Supper over -- as also the shower -- Walt began, as usual, to make preparations for bed. Billy and Prof at the same time undertook the elaborate preparation of the new boat for sleeping afloat -- this was the first trial of the canoe tent aboard. By the time this was done, a sleepy voice called from "upstairs" that Adelaide had decided to go to bed, so the second pair of the quartette "turned in" also and managed a fairly comfortable night with no mosquitoes and the soft wind blowing through the open sides of the tent. The Prof did not entirely miss the beautiful moonlight and black shadows of the wooded banks. It was interesting to step directly from one's bathtub into bed.

 

Tuesday, Aug. 28th

A beautiful sunrise -- purple, gold, and deep red -- following so immediately on the moonlight that the whole night was light! The day promised well, save that the wind still remained in the southeast -- ominous direction. Breakfast over, Adelaide decided to abandon the "two-story" camp and packed with the aid of her minions to set sail up the Severn once more with a new supply of clear cool water from the spring near which grew spikes of scarlet lobelia. The banks of the creek were also brightened by mallows, white, rose, and magenta.

The breeze up the river was fairly fresh and the two canoes made good progress together, the Unka leading when the airs were light despite the weight of the additional passenger, the new boat pushing ahead when the heavier puffs overtook us. On we went into Round Bay and then Billy, in spite of yesterday's sad experience, wished to keep on to Valentine's Creek, but today the Prof was adamant and therefore we made our way to the old camp site back of St. Helena Island. 'Twas well that the old man prevailed, for in less than an hour after we landed the first of a series of showers struck us and the broiling of the chickens had to be postponed -- and again postponed -- until we finally had dinner at two o'clock, the final broiling of chickens and baking of potatoes taking place in the rain.

Nevertheless, all voted the meal excellent, perhaps due to the appetites developed by long delay and open air. During the afternoon, still showery, the members of the quartette evinced their individual tastes. Adelaide wandered about and finally succeeded in chopping off two pieces of firewood. Walt fixed and refixed his tent and bed, Billy sketched and bedeviled everybody, and Prof tended fire and dried out clothes, scorching the bottom of one shirt and the foot of one stocking. Supper found the party somewhat depressed but refusing to admit it. After a light meal, for campers! we retired. The night was hot and still with occasional showers and misty moonlight. Adelaide and Walter made out pretty well, but Billy and Prof had a poor night, the latter driven first into a small corner of the canoe and finally out-of-doors by Billy's antics and the heat!

(Records from a collection)
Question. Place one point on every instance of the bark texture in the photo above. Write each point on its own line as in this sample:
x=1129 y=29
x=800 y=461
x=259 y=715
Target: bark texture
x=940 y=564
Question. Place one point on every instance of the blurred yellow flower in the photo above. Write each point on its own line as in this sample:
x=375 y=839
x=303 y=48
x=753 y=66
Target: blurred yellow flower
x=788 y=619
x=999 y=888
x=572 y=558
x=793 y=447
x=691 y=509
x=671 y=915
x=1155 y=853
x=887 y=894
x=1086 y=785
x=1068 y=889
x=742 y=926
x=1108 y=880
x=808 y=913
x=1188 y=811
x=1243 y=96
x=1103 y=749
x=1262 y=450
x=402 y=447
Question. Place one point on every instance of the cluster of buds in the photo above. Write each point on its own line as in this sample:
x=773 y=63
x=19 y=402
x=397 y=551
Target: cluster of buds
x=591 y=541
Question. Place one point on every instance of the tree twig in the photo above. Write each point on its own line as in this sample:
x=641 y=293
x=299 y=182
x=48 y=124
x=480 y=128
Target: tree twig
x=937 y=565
==
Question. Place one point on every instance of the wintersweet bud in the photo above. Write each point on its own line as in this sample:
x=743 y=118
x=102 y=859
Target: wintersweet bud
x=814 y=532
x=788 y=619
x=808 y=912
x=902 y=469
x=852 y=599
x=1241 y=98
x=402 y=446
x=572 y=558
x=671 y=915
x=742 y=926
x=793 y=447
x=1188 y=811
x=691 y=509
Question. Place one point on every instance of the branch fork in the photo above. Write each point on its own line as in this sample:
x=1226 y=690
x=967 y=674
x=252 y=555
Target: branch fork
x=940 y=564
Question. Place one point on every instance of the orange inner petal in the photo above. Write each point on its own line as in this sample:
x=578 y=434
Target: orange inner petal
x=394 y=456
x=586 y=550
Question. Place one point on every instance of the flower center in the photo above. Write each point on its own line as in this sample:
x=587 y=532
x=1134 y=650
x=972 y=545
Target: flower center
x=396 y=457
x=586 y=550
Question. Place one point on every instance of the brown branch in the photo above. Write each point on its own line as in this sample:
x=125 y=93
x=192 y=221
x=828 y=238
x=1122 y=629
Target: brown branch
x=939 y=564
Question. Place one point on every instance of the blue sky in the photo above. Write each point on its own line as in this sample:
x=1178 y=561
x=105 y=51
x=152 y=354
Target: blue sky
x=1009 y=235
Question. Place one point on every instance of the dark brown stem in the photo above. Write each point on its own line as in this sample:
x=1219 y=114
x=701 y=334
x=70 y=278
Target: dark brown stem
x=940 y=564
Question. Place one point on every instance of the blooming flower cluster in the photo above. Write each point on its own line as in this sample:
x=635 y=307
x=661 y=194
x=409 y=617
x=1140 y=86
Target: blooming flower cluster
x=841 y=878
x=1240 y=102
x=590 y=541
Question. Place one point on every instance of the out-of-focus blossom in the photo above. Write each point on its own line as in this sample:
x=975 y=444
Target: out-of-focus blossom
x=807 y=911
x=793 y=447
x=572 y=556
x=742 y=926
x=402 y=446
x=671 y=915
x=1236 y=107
--
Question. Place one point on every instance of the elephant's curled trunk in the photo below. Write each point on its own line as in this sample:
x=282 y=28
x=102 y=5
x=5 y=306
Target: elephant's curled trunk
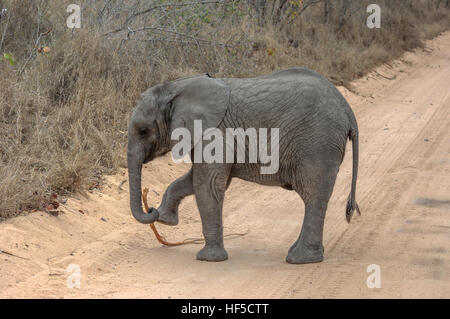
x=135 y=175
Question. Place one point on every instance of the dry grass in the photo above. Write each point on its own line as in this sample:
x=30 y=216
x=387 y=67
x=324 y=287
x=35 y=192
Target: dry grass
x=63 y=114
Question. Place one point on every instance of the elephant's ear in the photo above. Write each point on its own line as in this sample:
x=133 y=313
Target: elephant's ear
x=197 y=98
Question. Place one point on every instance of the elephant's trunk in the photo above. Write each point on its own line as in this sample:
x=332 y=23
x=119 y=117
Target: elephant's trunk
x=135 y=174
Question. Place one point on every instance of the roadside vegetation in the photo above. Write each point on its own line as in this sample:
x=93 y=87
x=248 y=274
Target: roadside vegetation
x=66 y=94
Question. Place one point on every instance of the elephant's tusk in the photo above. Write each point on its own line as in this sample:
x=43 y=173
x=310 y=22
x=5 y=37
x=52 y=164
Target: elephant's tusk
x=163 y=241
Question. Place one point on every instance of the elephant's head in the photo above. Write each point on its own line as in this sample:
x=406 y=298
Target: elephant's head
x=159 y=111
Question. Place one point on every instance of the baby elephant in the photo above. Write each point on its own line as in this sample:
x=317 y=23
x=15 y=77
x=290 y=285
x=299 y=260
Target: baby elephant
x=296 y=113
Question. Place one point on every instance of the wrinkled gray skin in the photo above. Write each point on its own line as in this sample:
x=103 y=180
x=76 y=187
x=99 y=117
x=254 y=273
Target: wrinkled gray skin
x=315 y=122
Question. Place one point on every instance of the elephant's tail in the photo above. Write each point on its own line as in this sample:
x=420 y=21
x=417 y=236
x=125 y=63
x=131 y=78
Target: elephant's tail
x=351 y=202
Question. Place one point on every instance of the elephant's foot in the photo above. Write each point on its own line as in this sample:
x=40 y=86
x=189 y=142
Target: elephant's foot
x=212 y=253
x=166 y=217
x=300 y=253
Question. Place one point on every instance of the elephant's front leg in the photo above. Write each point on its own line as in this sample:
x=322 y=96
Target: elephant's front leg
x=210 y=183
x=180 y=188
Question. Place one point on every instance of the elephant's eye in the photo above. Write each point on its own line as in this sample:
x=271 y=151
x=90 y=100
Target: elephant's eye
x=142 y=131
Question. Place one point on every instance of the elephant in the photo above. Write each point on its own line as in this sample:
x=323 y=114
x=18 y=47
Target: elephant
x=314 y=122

* **The problem**:
In the canoe trip journal, condense the paragraph that opens "The breeze up the river was fairly fresh" into a short list that keeps its main facts. The entries above were drawn from a separate source.

* **Result**:
- A fairly fresh breeze let the two canoes make good progress together up the river.
- The Unka led in light airs despite carrying an extra passenger, and the new boat pulled ahead in heavier puffs.
- After reaching Round Bay, Billy wanted to continue to Valentine's Creek, but the Prof refused.
- The group went instead to the old camp site behind St. Helena Island.
- Less than an hour after landing, a series of showers began, and the broiling of the chickens was postponed more than once.
- Dinner was finally served at two o'clock, with the last chickens broiled and the potatoes baked in the rain.